## What the task requires:
Count how many lines of the data below contain the word "deer". Reply with that number alone.
[start]
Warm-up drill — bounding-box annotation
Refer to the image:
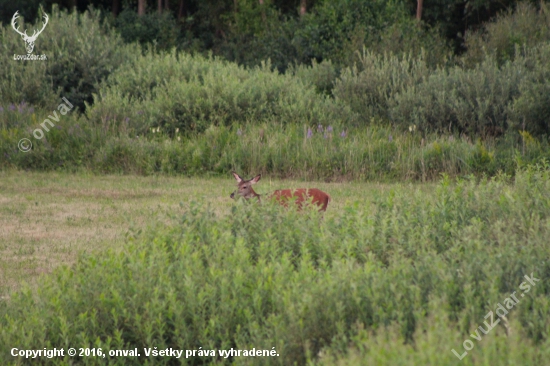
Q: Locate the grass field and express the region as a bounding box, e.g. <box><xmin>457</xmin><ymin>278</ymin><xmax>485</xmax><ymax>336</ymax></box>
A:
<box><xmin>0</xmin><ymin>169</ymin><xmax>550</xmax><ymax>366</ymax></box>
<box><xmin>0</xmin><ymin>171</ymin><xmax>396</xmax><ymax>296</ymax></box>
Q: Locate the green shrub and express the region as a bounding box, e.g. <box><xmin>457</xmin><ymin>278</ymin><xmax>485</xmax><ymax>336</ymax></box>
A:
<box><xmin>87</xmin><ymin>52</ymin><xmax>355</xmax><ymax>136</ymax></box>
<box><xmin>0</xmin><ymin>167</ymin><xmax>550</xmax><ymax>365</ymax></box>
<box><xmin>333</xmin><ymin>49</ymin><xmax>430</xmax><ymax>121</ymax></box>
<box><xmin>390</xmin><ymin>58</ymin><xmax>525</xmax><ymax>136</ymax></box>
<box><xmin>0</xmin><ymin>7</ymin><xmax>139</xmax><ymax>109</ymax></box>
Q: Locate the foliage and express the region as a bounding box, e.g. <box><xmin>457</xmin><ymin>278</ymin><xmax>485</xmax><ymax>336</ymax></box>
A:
[end]
[start]
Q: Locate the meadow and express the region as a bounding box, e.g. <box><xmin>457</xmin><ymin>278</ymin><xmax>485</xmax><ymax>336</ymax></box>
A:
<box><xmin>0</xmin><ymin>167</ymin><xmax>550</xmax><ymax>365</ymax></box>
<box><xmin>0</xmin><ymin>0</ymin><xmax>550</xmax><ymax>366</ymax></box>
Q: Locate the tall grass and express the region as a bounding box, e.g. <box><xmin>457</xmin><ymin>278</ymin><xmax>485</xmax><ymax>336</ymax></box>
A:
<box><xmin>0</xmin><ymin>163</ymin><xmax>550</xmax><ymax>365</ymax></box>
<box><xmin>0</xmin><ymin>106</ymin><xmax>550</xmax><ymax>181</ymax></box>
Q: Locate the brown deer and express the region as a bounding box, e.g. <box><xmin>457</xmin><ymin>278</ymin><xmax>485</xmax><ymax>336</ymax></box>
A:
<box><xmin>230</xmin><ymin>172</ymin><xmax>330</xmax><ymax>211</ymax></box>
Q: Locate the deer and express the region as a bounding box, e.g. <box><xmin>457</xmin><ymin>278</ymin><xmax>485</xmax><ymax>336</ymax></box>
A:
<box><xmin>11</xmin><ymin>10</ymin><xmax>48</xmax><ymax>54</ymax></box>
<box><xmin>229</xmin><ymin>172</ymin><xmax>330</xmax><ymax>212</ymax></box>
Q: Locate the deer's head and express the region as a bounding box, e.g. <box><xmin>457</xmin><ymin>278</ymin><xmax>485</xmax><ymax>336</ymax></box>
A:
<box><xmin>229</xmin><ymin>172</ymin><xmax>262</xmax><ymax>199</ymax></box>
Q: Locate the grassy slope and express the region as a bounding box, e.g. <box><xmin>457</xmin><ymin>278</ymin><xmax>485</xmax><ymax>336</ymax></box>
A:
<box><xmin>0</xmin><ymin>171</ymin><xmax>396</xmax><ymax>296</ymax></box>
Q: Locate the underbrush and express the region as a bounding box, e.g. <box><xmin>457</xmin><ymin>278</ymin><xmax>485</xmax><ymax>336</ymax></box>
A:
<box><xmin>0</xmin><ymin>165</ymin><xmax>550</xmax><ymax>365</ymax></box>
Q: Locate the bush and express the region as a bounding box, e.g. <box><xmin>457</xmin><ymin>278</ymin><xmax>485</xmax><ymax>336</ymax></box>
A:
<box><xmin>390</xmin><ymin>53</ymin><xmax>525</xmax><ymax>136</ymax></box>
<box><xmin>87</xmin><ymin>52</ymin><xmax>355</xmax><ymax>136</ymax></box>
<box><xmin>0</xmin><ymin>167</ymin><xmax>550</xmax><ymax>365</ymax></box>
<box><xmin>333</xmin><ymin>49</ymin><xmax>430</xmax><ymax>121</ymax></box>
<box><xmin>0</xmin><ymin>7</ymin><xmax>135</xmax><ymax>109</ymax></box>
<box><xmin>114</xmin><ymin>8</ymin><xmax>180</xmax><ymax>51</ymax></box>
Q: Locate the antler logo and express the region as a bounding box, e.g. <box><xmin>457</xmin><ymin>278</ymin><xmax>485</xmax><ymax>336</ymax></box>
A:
[end]
## Reply to the task:
3